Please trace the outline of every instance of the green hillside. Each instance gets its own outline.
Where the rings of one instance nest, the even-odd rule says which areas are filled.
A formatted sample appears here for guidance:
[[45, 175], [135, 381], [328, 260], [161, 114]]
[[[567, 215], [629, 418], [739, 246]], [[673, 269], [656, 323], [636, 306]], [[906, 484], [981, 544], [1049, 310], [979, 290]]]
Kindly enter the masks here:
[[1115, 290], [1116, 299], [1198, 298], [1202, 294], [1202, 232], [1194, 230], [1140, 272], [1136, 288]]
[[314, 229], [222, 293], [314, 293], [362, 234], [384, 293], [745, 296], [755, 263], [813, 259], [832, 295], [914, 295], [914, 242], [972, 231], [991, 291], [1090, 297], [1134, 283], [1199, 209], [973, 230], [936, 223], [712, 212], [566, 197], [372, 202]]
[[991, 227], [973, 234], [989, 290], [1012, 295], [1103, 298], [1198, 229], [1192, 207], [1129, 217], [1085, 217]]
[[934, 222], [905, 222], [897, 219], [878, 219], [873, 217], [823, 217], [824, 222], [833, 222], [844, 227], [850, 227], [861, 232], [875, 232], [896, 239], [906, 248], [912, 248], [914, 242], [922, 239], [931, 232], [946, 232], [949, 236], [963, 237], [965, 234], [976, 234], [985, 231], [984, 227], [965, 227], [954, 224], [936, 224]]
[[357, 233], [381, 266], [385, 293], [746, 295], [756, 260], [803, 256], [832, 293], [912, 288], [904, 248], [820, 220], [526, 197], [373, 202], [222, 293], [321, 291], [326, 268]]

────────────────────

### EXERCISE BRIEF
Write down, word for word, the lines above from the one containing "A formatted sample" through the one containing "310], [979, 290]]]", both ends included.

### ANSWER SECTION
A formatted sample appears here for guidance:
[[45, 175], [135, 381], [328, 260], [161, 114]]
[[[567, 215], [629, 418], [739, 246]], [[673, 269], [656, 323], [636, 306]], [[906, 484], [981, 544], [1049, 310], [979, 290]]]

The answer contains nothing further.